YOUR INSTRUCTIONS
Format everything from the line containing "Exercise. Mark the white jersey" down through the final line of the entries below as a Markdown table with two columns, Number and Line, one row per line, with blank lines omitted.
--- Start EXTRACTED MATERIAL ---
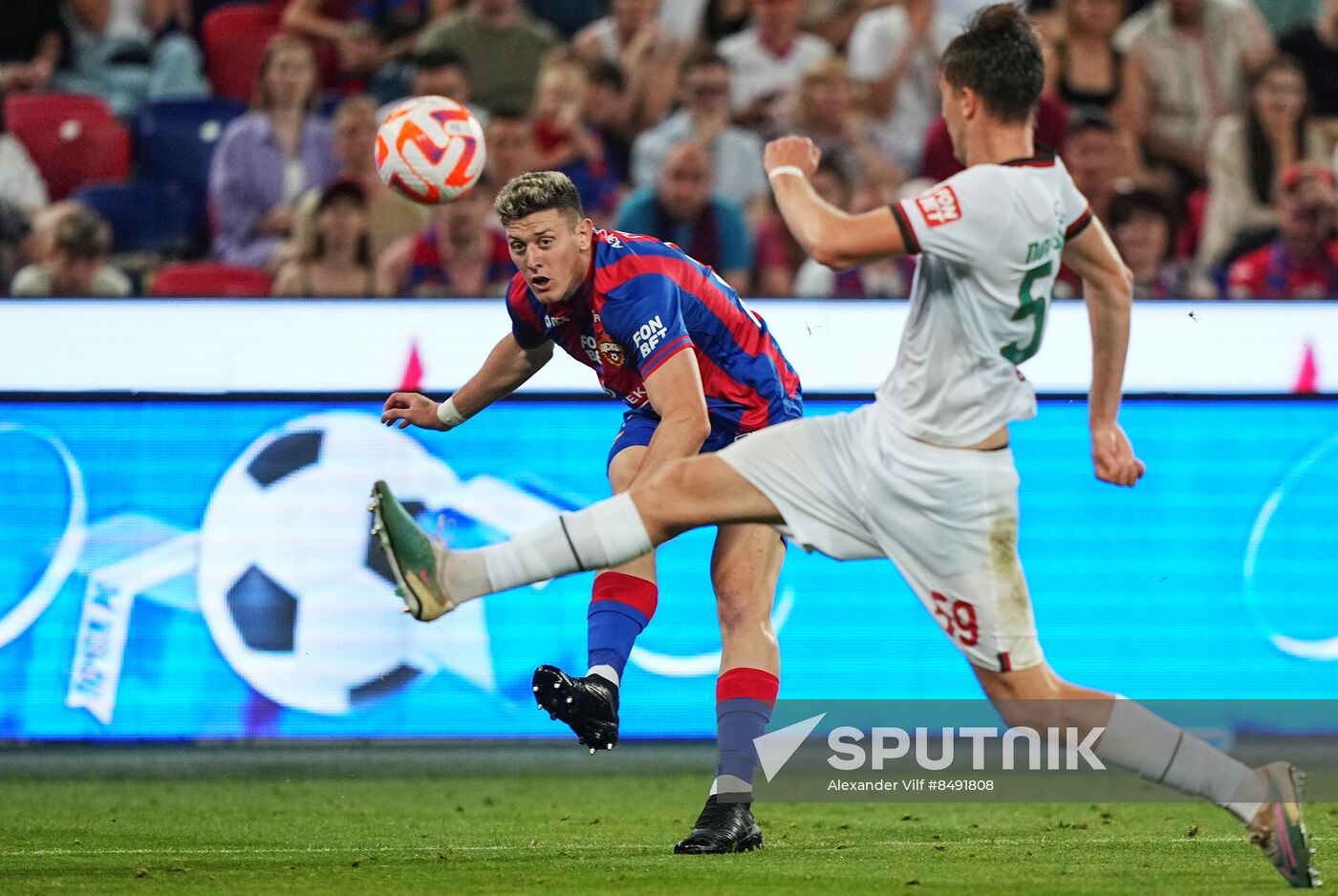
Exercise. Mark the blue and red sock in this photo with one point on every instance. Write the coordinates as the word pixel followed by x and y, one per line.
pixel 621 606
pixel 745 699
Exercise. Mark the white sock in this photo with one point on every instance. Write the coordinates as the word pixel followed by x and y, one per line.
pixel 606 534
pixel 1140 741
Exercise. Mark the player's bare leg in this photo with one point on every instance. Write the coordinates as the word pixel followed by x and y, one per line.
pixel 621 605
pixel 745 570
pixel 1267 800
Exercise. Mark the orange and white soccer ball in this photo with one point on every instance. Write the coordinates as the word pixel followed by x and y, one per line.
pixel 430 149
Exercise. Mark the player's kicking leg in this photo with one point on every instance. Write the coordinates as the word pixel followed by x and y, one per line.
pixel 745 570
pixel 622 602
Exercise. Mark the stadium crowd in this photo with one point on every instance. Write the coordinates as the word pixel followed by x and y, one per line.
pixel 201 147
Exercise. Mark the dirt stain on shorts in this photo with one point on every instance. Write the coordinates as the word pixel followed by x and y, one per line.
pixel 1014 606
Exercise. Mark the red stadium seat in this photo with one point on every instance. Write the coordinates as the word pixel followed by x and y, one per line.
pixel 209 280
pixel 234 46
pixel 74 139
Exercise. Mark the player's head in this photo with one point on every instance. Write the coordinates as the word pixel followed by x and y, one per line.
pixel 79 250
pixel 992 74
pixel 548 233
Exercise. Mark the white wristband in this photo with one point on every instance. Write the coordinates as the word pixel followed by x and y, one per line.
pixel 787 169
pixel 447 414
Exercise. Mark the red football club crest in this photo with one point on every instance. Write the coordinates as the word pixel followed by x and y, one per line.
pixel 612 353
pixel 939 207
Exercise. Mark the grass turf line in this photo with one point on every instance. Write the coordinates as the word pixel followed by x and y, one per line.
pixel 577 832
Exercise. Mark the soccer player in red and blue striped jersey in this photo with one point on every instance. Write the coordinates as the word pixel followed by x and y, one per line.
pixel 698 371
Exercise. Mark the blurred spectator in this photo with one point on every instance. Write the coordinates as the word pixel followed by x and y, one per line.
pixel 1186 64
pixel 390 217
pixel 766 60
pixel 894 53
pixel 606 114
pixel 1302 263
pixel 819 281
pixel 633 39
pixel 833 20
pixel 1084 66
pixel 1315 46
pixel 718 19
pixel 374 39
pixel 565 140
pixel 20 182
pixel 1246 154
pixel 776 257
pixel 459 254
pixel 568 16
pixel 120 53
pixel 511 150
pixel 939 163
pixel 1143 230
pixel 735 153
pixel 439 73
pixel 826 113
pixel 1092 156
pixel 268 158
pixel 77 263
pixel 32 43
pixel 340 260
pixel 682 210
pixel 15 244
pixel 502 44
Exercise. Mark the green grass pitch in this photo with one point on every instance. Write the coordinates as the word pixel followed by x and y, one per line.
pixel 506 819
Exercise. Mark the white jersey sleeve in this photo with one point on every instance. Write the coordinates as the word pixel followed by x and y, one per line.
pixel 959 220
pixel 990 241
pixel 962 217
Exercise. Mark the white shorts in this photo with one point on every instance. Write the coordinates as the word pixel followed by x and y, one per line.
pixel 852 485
--- End EXTRACTED MATERIAL ---
ANSWER IN FULL
| Number | Line |
|---|---|
| 1 | Exercise. Mark the white jersey sleeve in this photo with one point on every instance. Write the coordinates as the word pixel followed by x and y, one per line. |
| 2 | pixel 959 220 |
| 3 | pixel 990 241 |
| 4 | pixel 962 217 |
| 5 | Exercise. Mark the white shorts in this photo with one point on every instance. Write the coordinates as the word pixel followed by x and y, one per line. |
| 6 | pixel 852 485 |